- [Selection]:
In a subsistence-level economy there is little need for exchange of goods because the division of labor is at a rudimentary level: most people produce the same or similar goods. Interregional exchange between disparate geographic areas depends on adequate means of transportation. Thus, before the development of caravan travel and navigation, the exchange of the products of one region for those of another was limited. The village market or fair, the itinerant merchant or peddler, and the shop where customers could have such goods as shoes and furniture made to order were features of marketing in rural Europe. The general store superseded the public market in England and was an institution of the American country town.
In the United States in the 19th cent. the typical marketing setup was one in which wholesalers assembled the products of various manufacturers or producers and sold them to jobbers and retailers. The independent store, operated by its owner, was the chief retail marketing agency. In the 20th cent. that system met stiff competition from chain stores, which were organized for the mass distribution of goods and enjoyed the advantages of large-scale operation. Today large chain stores dominate the field of retail trade. The concurrent advent of the motor truck and paved highway, making possible the prompt delivery of a variety of goods in large quantities, still further modified marketing arrangement, and the proliferation of the automobile has expanded the geographic area in which a consumer can make retail purchases.
At all points of the modern marketing system people have formed associations and eliminated various middlemen in order to achieve more efficient marketing. Manufacturers often maintain their own wholesale departments and deal directly with retailers. Independent stores may operate their own wholesale agencies to supply them with goods. Wholesale houses operate outlets for their wares, and farmers sell their products through their own wholesale cooperatives. Recent years have seen the development of wholesale clubs, which sell retail items to consumers who purchase memberships that give them the privilege of shopping at wholesale prices. Commodity exchanges, such as those of grain and cotton, enable businesses to buy and sell commodities for both immediate and future delivery.
Methods of merchandising have also been changed to attract customers. The one-price system, probably introduced (1841) by A. T. Stewart in New York, saves sales clerks from haggling and promotes faith in the integrity of the merchant. Advertising has created an international market for many items, especially trademarked and labeled goods. In 1999 more than $308 billion was spent on advertising in the United States alone. The number of customers, especially for durable goods, has been greatly increased by the practice of extending credit, particularly in the form of installment buying and selling. Customers also buy through mail-order catalogs (much expanded from the original catalog sales business of the late 1800s), by placing orders to specialized "home-shopping" television channels, and through on-line transactions ("e-commerce") on the Internet.

- [Point annotations for photos]:
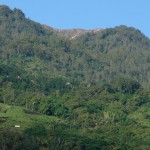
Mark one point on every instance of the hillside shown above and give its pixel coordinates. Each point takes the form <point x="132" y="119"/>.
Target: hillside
<point x="82" y="89"/>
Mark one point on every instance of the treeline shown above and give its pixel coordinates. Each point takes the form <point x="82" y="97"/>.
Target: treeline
<point x="90" y="58"/>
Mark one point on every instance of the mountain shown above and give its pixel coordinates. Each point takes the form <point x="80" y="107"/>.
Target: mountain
<point x="93" y="85"/>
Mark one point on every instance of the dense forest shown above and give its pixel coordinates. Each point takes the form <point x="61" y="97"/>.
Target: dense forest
<point x="72" y="89"/>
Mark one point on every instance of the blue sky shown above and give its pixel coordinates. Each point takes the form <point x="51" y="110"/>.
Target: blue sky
<point x="86" y="14"/>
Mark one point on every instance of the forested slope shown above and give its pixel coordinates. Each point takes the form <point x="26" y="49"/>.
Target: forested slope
<point x="96" y="83"/>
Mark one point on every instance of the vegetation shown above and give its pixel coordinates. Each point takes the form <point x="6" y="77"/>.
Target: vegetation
<point x="90" y="92"/>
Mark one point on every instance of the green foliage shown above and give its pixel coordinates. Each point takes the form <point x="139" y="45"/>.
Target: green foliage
<point x="94" y="89"/>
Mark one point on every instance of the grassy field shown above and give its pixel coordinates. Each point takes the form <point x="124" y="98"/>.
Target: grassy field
<point x="15" y="115"/>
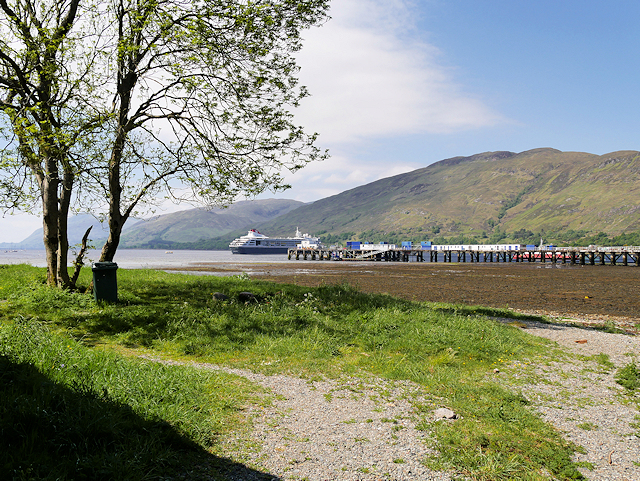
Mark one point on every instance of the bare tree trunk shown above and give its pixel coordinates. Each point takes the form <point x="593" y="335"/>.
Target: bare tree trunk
<point x="79" y="261"/>
<point x="62" y="274"/>
<point x="50" y="214"/>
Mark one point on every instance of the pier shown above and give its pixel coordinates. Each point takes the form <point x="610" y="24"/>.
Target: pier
<point x="621" y="255"/>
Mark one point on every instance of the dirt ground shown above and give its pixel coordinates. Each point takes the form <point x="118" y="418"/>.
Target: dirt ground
<point x="598" y="293"/>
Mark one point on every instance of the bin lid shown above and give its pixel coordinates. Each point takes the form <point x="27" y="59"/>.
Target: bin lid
<point x="97" y="266"/>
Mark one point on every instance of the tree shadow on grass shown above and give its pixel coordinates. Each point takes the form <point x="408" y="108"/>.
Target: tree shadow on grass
<point x="49" y="431"/>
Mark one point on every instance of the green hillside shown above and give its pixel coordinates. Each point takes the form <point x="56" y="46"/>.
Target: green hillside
<point x="488" y="196"/>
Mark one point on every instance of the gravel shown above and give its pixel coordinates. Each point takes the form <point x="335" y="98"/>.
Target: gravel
<point x="579" y="396"/>
<point x="365" y="429"/>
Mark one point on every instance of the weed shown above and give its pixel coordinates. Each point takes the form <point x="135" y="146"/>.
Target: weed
<point x="628" y="376"/>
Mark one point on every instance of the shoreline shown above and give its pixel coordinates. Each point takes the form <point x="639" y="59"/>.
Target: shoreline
<point x="591" y="296"/>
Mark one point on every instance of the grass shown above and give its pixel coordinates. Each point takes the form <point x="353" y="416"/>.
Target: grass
<point x="629" y="376"/>
<point x="450" y="351"/>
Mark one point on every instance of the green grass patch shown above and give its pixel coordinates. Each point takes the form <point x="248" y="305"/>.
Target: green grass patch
<point x="629" y="376"/>
<point x="450" y="351"/>
<point x="71" y="412"/>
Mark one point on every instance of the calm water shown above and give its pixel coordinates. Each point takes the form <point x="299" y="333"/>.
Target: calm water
<point x="146" y="258"/>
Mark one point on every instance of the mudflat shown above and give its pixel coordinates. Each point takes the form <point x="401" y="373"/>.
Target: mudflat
<point x="601" y="292"/>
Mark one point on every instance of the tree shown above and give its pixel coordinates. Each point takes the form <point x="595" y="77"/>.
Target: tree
<point x="48" y="116"/>
<point x="187" y="99"/>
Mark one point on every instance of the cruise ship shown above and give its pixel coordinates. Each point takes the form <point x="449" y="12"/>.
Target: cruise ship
<point x="256" y="243"/>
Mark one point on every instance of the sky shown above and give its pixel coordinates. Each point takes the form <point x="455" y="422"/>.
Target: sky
<point x="397" y="85"/>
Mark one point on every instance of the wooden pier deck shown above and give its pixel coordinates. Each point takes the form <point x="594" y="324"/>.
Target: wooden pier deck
<point x="623" y="255"/>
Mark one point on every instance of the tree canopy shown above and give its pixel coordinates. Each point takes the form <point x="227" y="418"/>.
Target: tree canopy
<point x="109" y="105"/>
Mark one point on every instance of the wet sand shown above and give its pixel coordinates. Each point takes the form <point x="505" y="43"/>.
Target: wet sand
<point x="598" y="292"/>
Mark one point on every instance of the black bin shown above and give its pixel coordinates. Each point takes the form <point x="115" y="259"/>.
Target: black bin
<point x="105" y="283"/>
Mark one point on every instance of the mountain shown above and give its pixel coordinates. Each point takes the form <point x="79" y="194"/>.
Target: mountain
<point x="178" y="227"/>
<point x="77" y="226"/>
<point x="541" y="190"/>
<point x="193" y="225"/>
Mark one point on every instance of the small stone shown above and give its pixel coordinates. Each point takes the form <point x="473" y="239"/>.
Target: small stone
<point x="247" y="297"/>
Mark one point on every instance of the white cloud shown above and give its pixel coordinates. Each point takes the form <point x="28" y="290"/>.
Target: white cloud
<point x="339" y="173"/>
<point x="371" y="74"/>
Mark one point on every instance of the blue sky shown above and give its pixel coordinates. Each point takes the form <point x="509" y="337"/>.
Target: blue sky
<point x="399" y="84"/>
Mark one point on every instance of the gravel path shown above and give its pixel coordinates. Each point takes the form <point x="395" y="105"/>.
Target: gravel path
<point x="365" y="429"/>
<point x="349" y="429"/>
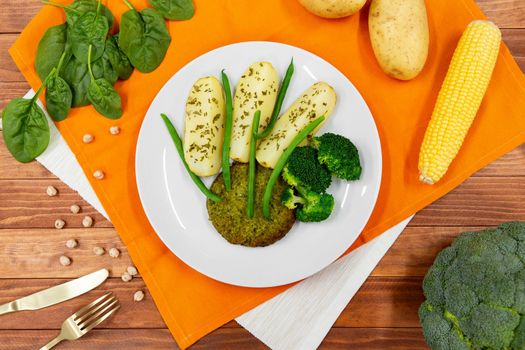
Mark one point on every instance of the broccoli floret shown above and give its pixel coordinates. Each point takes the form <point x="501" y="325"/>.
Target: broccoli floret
<point x="290" y="200"/>
<point x="318" y="207"/>
<point x="304" y="170"/>
<point x="339" y="154"/>
<point x="310" y="206"/>
<point x="475" y="292"/>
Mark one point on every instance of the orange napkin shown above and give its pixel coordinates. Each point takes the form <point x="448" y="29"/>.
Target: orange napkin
<point x="192" y="304"/>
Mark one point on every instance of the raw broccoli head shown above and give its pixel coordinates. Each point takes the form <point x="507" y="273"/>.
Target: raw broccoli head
<point x="475" y="292"/>
<point x="304" y="170"/>
<point x="310" y="206"/>
<point x="339" y="154"/>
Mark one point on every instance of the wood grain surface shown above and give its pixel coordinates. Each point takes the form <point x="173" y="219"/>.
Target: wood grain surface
<point x="383" y="314"/>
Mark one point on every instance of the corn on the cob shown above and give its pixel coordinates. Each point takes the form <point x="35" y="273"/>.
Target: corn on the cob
<point x="459" y="98"/>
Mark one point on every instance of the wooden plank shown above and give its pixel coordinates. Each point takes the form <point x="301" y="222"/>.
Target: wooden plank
<point x="384" y="302"/>
<point x="514" y="38"/>
<point x="511" y="164"/>
<point x="381" y="302"/>
<point x="479" y="201"/>
<point x="374" y="339"/>
<point x="8" y="70"/>
<point x="25" y="204"/>
<point x="506" y="13"/>
<point x="132" y="339"/>
<point x="415" y="250"/>
<point x="224" y="339"/>
<point x="11" y="169"/>
<point x="34" y="253"/>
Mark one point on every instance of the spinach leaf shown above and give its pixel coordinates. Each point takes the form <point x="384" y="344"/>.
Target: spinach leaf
<point x="144" y="38"/>
<point x="80" y="7"/>
<point x="25" y="128"/>
<point x="76" y="74"/>
<point x="118" y="59"/>
<point x="90" y="29"/>
<point x="108" y="71"/>
<point x="58" y="95"/>
<point x="174" y="9"/>
<point x="102" y="95"/>
<point x="49" y="50"/>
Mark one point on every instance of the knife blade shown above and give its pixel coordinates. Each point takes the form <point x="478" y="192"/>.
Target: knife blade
<point x="57" y="294"/>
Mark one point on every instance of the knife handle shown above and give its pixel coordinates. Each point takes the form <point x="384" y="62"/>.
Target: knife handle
<point x="9" y="307"/>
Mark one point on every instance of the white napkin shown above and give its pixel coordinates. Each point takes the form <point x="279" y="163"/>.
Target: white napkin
<point x="300" y="317"/>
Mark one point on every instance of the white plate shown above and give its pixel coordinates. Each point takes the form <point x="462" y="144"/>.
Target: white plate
<point x="177" y="210"/>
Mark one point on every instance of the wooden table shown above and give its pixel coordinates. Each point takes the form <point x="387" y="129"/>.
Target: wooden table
<point x="383" y="314"/>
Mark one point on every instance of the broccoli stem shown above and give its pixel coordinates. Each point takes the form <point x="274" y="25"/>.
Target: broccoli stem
<point x="282" y="162"/>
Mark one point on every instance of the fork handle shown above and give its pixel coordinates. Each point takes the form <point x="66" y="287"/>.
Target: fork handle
<point x="52" y="343"/>
<point x="7" y="308"/>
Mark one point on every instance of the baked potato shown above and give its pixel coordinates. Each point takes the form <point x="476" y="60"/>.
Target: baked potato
<point x="333" y="8"/>
<point x="400" y="36"/>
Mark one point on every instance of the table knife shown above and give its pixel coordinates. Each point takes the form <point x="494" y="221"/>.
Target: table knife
<point x="57" y="294"/>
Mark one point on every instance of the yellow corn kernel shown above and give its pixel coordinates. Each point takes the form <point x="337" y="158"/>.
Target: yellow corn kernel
<point x="459" y="98"/>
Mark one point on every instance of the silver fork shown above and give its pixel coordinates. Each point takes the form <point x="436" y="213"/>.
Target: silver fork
<point x="86" y="319"/>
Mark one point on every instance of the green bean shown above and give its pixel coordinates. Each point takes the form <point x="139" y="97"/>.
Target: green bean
<point x="283" y="159"/>
<point x="252" y="165"/>
<point x="178" y="144"/>
<point x="227" y="133"/>
<point x="279" y="102"/>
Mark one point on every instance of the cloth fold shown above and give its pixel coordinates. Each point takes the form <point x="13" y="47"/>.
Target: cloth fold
<point x="192" y="304"/>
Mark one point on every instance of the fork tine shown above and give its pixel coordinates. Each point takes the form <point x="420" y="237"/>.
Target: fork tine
<point x="100" y="313"/>
<point x="95" y="309"/>
<point x="101" y="319"/>
<point x="82" y="311"/>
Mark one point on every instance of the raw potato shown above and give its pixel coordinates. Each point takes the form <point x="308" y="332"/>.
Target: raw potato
<point x="333" y="8"/>
<point x="399" y="35"/>
<point x="256" y="90"/>
<point x="204" y="127"/>
<point x="319" y="100"/>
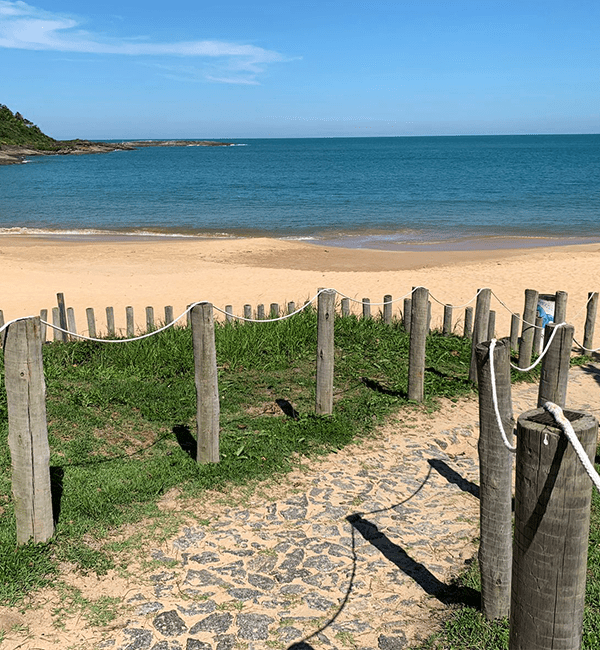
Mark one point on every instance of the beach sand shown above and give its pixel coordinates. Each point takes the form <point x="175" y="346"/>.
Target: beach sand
<point x="158" y="272"/>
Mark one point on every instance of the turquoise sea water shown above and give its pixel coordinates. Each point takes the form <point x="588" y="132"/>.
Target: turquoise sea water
<point x="377" y="192"/>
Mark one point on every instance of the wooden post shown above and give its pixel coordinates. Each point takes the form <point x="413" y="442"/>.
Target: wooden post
<point x="62" y="317"/>
<point x="552" y="517"/>
<point x="345" y="305"/>
<point x="43" y="317"/>
<point x="130" y="322"/>
<point x="495" y="479"/>
<point x="480" y="327"/>
<point x="468" y="329"/>
<point x="515" y="321"/>
<point x="91" y="320"/>
<point x="387" y="309"/>
<point x="207" y="389"/>
<point x="529" y="315"/>
<point x="71" y="321"/>
<point x="491" y="325"/>
<point x="150" y="319"/>
<point x="418" y="340"/>
<point x="560" y="306"/>
<point x="57" y="335"/>
<point x="325" y="352"/>
<point x="406" y="317"/>
<point x="590" y="321"/>
<point x="366" y="308"/>
<point x="447" y="326"/>
<point x="110" y="322"/>
<point x="555" y="366"/>
<point x="28" y="431"/>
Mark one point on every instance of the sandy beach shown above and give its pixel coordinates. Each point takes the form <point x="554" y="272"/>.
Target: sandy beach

- [Set problem]: Copy the passage on marketing word for word between "In a subsistence-level" and "American country town.", inclusive.

- [Task result]:
In a subsistence-level economy there is little need for exchange of goods because the division of labor is at a rudimentary level: most people produce the same or similar goods. Interregional exchange between disparate geographic areas depends on adequate means of transportation. Thus, before the development of caravan travel and navigation, the exchange of the products of one region for those of another was limited. The village market or fair, the itinerant merchant or peddler, and the shop where customers could have such goods as shoes and furniture made to order were features of marketing in rural Europe. The general store superseded the public market in England and was an institution of the American country town.